------ RECORDS PROVIDED

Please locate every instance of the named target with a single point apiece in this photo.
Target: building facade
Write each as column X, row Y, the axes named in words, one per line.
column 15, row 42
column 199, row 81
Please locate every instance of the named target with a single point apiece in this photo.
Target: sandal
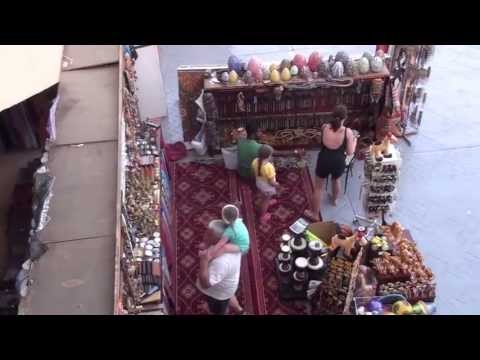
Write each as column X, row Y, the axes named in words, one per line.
column 272, row 202
column 308, row 213
column 265, row 218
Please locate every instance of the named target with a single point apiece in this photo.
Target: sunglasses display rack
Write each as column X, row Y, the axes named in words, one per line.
column 141, row 256
column 382, row 182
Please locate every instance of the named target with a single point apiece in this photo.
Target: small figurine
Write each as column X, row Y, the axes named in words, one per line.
column 397, row 231
column 346, row 243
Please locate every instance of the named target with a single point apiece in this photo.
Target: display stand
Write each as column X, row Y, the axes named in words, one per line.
column 293, row 118
column 142, row 253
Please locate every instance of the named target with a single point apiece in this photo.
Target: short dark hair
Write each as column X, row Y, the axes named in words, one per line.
column 251, row 128
column 339, row 114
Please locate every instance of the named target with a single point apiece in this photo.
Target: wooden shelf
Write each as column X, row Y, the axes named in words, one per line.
column 209, row 85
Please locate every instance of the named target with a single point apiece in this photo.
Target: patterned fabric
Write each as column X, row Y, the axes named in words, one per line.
column 200, row 193
column 292, row 202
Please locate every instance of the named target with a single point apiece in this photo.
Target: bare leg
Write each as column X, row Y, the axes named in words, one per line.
column 235, row 305
column 317, row 199
column 335, row 190
column 265, row 203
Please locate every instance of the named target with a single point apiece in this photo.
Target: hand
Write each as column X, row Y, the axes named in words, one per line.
column 203, row 254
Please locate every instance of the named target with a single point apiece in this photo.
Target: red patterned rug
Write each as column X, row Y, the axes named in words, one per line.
column 200, row 193
column 292, row 202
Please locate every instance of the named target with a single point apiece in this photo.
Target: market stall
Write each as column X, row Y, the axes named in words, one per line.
column 377, row 270
column 144, row 251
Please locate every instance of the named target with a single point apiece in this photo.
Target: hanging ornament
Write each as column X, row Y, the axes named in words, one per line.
column 337, row 69
column 363, row 65
column 376, row 90
column 376, row 64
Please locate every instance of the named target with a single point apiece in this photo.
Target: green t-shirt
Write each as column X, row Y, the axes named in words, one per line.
column 247, row 152
column 237, row 233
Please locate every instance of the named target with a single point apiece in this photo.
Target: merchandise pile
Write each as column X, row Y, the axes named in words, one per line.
column 300, row 69
column 142, row 250
column 27, row 217
column 382, row 172
column 376, row 270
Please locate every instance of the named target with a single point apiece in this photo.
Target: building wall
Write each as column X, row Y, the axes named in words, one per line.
column 151, row 93
column 26, row 70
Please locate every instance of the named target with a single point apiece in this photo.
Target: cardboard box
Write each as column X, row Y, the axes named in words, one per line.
column 325, row 230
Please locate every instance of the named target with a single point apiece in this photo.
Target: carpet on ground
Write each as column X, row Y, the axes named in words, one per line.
column 200, row 193
column 292, row 202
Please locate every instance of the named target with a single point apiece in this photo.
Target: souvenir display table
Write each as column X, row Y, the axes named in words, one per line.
column 289, row 101
column 366, row 271
column 142, row 252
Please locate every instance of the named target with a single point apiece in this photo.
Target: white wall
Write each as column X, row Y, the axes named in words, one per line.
column 26, row 70
column 151, row 93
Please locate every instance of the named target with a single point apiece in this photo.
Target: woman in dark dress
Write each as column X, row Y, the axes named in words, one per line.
column 337, row 142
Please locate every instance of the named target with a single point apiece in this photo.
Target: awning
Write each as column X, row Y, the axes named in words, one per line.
column 26, row 70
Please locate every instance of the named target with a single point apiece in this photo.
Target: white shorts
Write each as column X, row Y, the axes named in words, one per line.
column 265, row 187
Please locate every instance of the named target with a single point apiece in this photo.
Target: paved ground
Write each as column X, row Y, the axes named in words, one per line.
column 438, row 198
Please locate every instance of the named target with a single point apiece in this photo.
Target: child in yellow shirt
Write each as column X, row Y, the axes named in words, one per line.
column 265, row 179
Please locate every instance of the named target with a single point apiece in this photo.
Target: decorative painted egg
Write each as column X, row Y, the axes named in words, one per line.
column 306, row 73
column 224, row 77
column 254, row 64
column 337, row 70
column 375, row 305
column 258, row 75
column 323, row 69
column 314, row 61
column 232, row 77
column 363, row 65
column 266, row 74
column 380, row 53
column 285, row 75
column 376, row 64
column 331, row 62
column 234, row 64
column 341, row 56
column 248, row 77
column 349, row 68
column 285, row 64
column 275, row 76
column 402, row 308
column 273, row 67
column 294, row 70
column 368, row 56
column 299, row 60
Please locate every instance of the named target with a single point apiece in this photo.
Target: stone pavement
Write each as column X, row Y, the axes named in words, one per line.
column 438, row 201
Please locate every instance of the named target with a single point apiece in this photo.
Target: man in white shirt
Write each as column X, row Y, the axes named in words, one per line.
column 219, row 278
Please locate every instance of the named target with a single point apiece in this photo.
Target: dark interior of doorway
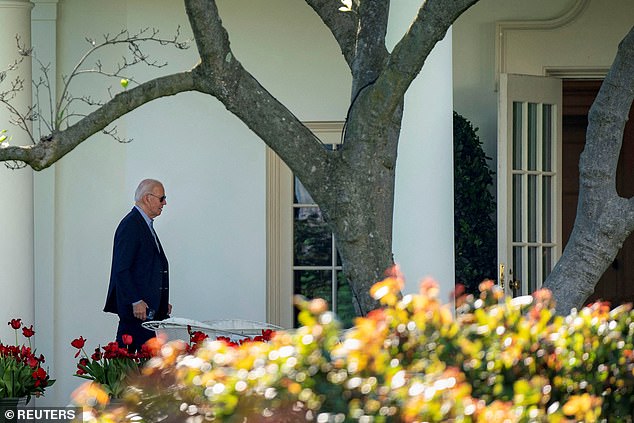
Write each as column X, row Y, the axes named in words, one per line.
column 617, row 284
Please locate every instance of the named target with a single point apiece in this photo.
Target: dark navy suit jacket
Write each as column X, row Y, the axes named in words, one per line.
column 138, row 269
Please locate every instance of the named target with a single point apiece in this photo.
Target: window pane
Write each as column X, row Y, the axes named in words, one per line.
column 517, row 135
column 301, row 194
column 517, row 264
column 532, row 269
column 345, row 307
column 517, row 208
column 532, row 136
column 547, row 138
column 313, row 284
column 547, row 263
column 532, row 208
column 312, row 243
column 547, row 212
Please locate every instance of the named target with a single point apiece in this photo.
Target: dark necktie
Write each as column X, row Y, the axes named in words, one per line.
column 154, row 235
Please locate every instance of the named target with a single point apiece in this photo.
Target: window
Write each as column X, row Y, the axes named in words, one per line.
column 302, row 252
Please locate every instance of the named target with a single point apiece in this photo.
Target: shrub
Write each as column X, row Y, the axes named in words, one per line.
column 474, row 208
column 499, row 360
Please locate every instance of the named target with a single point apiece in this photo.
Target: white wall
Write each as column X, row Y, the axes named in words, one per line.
column 423, row 212
column 213, row 167
column 16, row 186
column 588, row 42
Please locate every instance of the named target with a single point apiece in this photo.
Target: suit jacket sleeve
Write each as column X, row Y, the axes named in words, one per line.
column 126, row 250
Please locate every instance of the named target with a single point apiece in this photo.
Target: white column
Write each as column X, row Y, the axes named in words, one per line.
column 16, row 186
column 423, row 213
column 44, row 40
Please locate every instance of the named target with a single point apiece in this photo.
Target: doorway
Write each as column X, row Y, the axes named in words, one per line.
column 617, row 284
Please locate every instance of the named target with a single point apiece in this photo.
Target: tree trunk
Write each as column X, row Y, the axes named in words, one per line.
column 604, row 220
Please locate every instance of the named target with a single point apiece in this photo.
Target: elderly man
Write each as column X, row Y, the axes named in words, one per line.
column 139, row 279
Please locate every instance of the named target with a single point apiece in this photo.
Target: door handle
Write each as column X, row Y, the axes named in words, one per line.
column 501, row 278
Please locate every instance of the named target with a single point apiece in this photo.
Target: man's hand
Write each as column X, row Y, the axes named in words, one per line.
column 139, row 310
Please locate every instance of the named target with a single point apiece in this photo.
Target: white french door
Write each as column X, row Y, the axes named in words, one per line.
column 529, row 180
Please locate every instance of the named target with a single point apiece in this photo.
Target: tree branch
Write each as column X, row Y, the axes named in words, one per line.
column 406, row 60
column 223, row 76
column 604, row 220
column 370, row 50
column 342, row 25
column 59, row 143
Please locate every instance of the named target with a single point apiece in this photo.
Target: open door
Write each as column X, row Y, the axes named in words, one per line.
column 529, row 180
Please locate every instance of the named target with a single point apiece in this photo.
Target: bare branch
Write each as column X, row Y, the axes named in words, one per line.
column 222, row 75
column 408, row 56
column 342, row 25
column 59, row 143
column 134, row 41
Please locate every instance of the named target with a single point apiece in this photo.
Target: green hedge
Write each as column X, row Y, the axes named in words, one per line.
column 499, row 360
column 474, row 208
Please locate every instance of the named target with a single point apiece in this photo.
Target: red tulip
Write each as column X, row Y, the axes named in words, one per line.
column 97, row 355
column 32, row 362
column 15, row 323
column 28, row 332
column 78, row 343
column 39, row 374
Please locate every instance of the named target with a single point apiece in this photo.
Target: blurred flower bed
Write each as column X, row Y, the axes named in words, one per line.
column 21, row 370
column 496, row 359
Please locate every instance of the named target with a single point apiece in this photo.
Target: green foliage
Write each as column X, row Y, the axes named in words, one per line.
column 474, row 208
column 499, row 360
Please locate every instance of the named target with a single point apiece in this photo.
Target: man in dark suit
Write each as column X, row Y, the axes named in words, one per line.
column 139, row 278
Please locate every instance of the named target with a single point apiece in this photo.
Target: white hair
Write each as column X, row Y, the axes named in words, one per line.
column 145, row 187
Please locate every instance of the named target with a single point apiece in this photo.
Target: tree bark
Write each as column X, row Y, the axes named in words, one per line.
column 354, row 186
column 604, row 220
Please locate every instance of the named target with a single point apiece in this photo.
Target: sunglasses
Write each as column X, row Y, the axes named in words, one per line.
column 161, row 199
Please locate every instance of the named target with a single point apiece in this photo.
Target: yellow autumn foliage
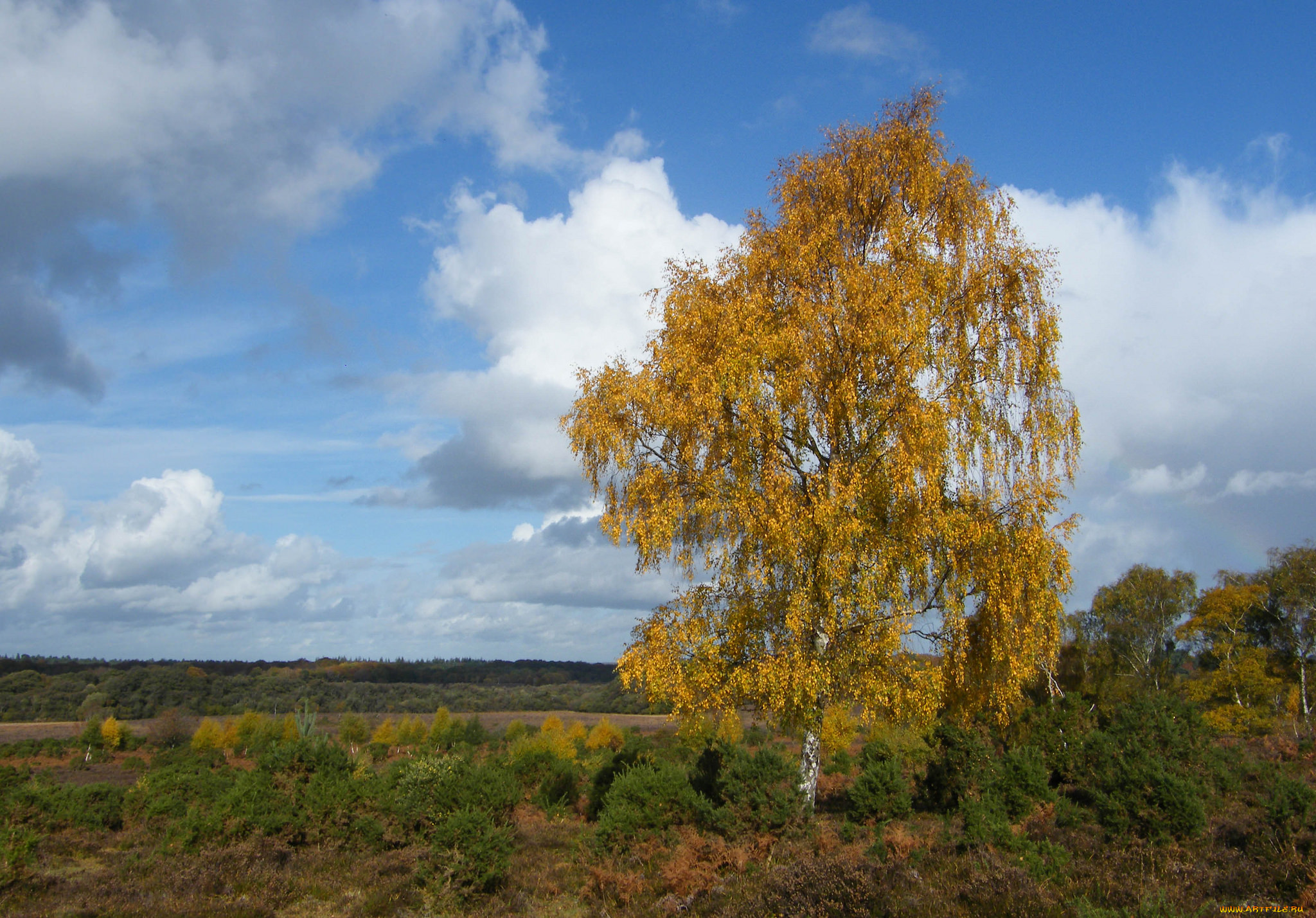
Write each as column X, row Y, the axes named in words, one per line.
column 846, row 434
column 111, row 733
column 386, row 733
column 839, row 729
column 209, row 735
column 605, row 737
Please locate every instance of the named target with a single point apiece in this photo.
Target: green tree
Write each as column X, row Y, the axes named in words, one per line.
column 851, row 431
column 1235, row 683
column 353, row 732
column 1131, row 626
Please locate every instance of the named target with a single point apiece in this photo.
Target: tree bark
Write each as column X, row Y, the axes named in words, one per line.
column 1302, row 673
column 811, row 760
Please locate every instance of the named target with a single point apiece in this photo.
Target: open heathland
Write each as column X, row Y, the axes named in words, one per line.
column 1134, row 805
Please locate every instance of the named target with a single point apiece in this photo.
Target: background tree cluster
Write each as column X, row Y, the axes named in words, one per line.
column 64, row 689
column 1243, row 649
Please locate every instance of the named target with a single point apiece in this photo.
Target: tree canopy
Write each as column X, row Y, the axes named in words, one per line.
column 848, row 434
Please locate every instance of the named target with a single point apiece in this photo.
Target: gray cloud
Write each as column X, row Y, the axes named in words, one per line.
column 1187, row 349
column 33, row 340
column 224, row 122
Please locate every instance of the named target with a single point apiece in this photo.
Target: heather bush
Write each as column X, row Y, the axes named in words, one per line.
column 881, row 791
column 429, row 788
column 472, row 854
column 646, row 798
column 758, row 791
column 561, row 786
column 601, row 780
column 958, row 759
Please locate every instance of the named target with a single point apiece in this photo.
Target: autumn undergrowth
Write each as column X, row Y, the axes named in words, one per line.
column 1134, row 809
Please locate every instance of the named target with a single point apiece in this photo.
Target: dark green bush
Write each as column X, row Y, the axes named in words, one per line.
column 607, row 773
column 178, row 781
column 429, row 788
column 306, row 757
column 758, row 791
column 956, row 767
column 476, row 733
column 1020, row 780
column 841, row 763
column 46, row 805
column 881, row 792
column 472, row 852
column 1290, row 806
column 649, row 797
column 254, row 804
column 561, row 787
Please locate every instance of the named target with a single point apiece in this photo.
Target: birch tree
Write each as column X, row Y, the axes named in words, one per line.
column 851, row 438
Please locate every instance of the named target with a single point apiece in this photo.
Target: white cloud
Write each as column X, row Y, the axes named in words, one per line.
column 1186, row 346
column 1248, row 483
column 856, row 32
column 1160, row 480
column 546, row 297
column 157, row 572
column 222, row 120
column 159, row 554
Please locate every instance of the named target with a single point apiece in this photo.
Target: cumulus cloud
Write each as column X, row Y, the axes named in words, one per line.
column 1161, row 480
column 856, row 32
column 1186, row 346
column 547, row 297
column 156, row 571
column 223, row 119
column 158, row 556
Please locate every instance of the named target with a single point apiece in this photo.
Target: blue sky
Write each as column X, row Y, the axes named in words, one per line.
column 291, row 294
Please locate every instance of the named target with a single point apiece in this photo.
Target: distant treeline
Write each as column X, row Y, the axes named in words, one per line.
column 69, row 689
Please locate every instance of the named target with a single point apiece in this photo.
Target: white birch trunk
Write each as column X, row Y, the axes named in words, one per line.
column 1302, row 673
column 811, row 760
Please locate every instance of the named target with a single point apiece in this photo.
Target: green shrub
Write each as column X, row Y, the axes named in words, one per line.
column 881, row 791
column 17, row 852
column 601, row 780
column 472, row 852
column 758, row 791
column 840, row 763
column 177, row 783
column 956, row 768
column 1290, row 806
column 1020, row 780
column 429, row 788
column 561, row 787
column 46, row 805
column 646, row 798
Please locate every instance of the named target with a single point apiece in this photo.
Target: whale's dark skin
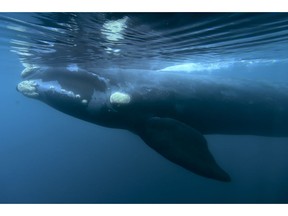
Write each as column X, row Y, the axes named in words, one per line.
column 169, row 111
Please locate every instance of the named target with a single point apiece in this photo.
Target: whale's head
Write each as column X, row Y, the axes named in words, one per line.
column 70, row 92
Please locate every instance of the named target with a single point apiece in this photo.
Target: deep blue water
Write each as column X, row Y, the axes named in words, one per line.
column 49, row 157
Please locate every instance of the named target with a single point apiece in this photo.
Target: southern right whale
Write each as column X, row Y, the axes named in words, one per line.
column 169, row 111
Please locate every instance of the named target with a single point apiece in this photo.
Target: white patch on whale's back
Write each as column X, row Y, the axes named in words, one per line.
column 120, row 98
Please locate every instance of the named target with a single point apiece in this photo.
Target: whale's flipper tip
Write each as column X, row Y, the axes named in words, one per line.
column 182, row 145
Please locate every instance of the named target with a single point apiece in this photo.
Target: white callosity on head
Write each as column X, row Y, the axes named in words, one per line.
column 28, row 88
column 113, row 30
column 120, row 98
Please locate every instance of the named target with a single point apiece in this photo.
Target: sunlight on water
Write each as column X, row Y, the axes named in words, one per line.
column 165, row 42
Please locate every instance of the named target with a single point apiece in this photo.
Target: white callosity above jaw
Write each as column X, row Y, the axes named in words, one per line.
column 120, row 98
column 28, row 88
column 33, row 88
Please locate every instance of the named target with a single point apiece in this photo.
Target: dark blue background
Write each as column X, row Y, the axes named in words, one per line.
column 49, row 157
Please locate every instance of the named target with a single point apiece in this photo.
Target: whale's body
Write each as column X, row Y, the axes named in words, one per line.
column 169, row 111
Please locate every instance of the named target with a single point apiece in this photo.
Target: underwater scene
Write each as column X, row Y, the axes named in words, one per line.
column 144, row 107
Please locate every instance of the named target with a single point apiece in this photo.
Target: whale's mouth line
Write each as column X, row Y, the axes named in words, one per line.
column 28, row 88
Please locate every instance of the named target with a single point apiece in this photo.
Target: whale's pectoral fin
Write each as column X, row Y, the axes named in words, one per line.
column 182, row 145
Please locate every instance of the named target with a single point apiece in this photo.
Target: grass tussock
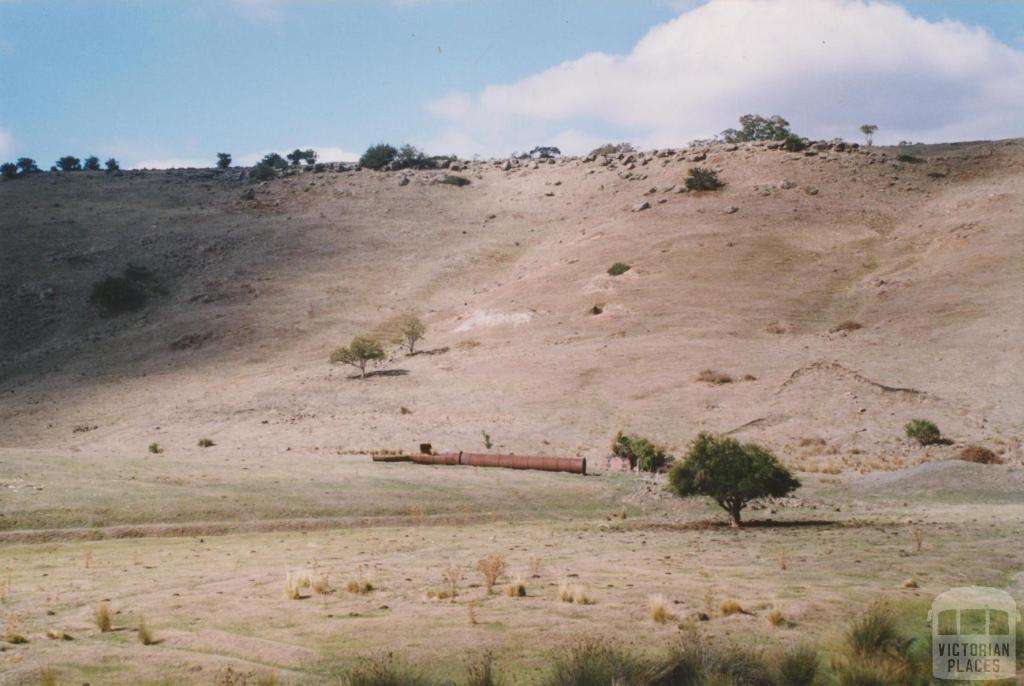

------------

» **AIM OF THE TASK**:
Count the lines above that contain the string "green", treating uppercase and lowercase letters as distinct. Reply with the number alone.

» **RIGHT ANSWER**:
6